CONSIGNE 1: Relevez tous les noms de lieux qui figurent dans le texte sur Baudelaire et Jeanne Duval ci-dessous.
CONSIGNE 2: Reprenez le texte sur Baudelaire et Jeanne Duval ci-dessous et poursuivez-le à partir de sa dernière phrase.
━━ EXTRAIT DU TEXTE ━━
Je te donne ces vers
Par Bineta Élisabeth Sadji, traductrice
L’œuvre de Charles Baudelaire (1821-1867) occupe une place majeure dans la poésie française. Poète « maudit », marginal et bohème, tiraillé entre le « spleen » et le désir d’idéal et de beauté, il développe une nouvelle poétique libérée des contraintes classiques, qui exercera une influence décisive sur la poésie du XXe siècle.
Sur ce portrait de Baudelaire, on aperçoit en arrière-plan celle sans laquelle une grande partie de son œuvre ne peut être comprise : il s’agit de Jeanne Duval (née le 18 novembre 1818 à Port-au-Prince en Haïti et morte le 20 décembre 1868 à Saint-Denis), qui fut sa muse et sa bien-aimée, et dont le poète a pu dire « Jeanne Lemer [autre patronyme de Jeanne Duval] est la seule femme que j’ai aimée »1. Souvent vilipendée en raison de ses origines et de la couleur de sa peau, rejetée par la famille de Baudelaire (et notamment par sa mère, qui a détruit toutes les lettres de Jeanne à Baudelaire), décrite par certains contemporains et critiques comme un être lascif, superficiel et véniel qui aurait contribué à causer la perte de Baudelaire, elle lui fut pourtant pendant 20 ans une véritable compagne qui lui a apporté soutien et réconfort, et à laquelle il était profondément attaché selon ses propres dires : « Moi, je n’ai que Jeanne Lemer. — Je n’ai trouvé de repos qu’en elle, et je ne veux pas, je ne peux souffrir la pensée qu’on veuille la déposséder de ce que je lui donne, sous prétexte que ma raison n’est pas saine »2, a-t-il écrit à la veille d’une tentative de suicide, et : « Jeanne, qui est comme toutes les femmes plus qu’économe, est intéressée à me surveiller »3.
Elle lui a inspiré une grande partie de son œuvre maîtresse, Les Fleurs du Mal, et notamment ce poème :
Je te donne ces vers afin que si mon nom
Aborde heureusement aux époques lointaines,
Et fait rêver un soir les cervelles humaines,
Vaisseau favorisé par un grand aquilon,
Ta mémoire, pareille aux fables incertaines,
Fatigue le lecteur ainsi qu’un tympanon,
Et par un fraternel et mystique chaînon
Reste comme pendue à mes rimes hautaines ;
Être maudit à qui, de l’abîme profond
Jusqu’au plus haut du ciel, rien, hors moi, ne répond !
– Ô toi qui, comme une ombre à la trace éphémère,
Foules d’un pied léger et d’un regard serein
Les stupides mortels qui t’ont jugée amère,
Statue aux yeux de jais, grand ange au front d’airain !
━━━
━━ LIGNES DE DONNÉES ━━
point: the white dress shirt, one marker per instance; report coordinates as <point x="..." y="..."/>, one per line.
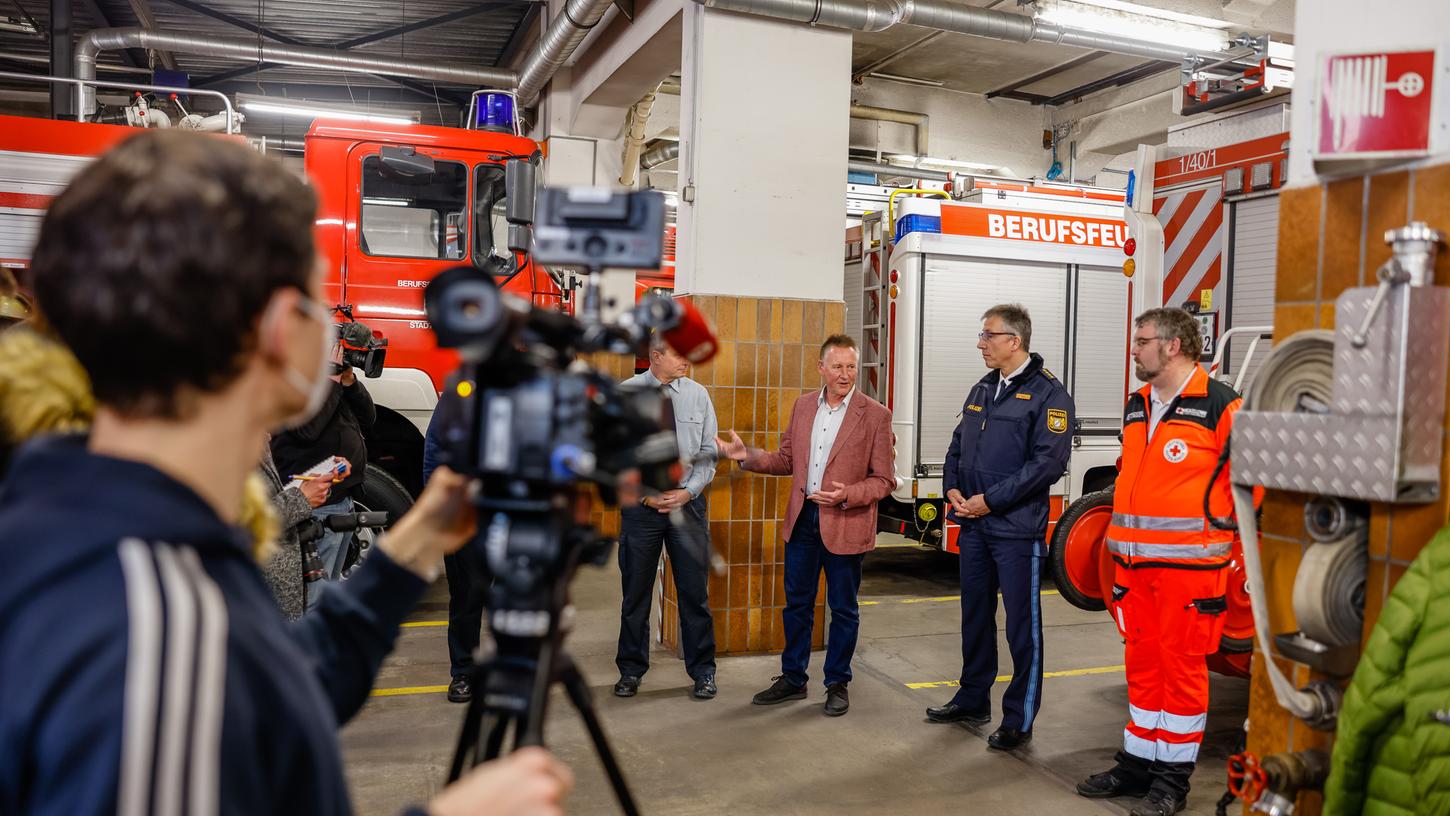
<point x="1160" y="405"/>
<point x="824" y="428"/>
<point x="1007" y="380"/>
━━━
RÉSULTAT 1: Port-au-Prince, Haïti, Saint-Denis

RÉSULTAT 2:
Jeanne Duval était une femme cultivée, comédienne de son métier, qui a inspiré de nombreux artistes et écrivains français4. Elle figurait initialement aux côtés de Baudelaire sur le tableau L’Atelier du Peintre, de Courbet, qui l’en a ensuite effacée pour des raisons qui restent mystérieuses. Mais en raison d’un phénomène physico-chimique, elle est peu à peu réapparue telle un fantôme, comme pour réaliser le désir du poète que sa mémoire soit à jamais conservée et narguer tous ceux qui souhaitaient sa perte et sa disparition.
C’est également pour lui rendre hommage et réparer les injustices qui lui ont été faites que Mustapha Boutadjine a tenu à la représenter sur ce portrait en se basant sur une photographie d’Émil Nadar.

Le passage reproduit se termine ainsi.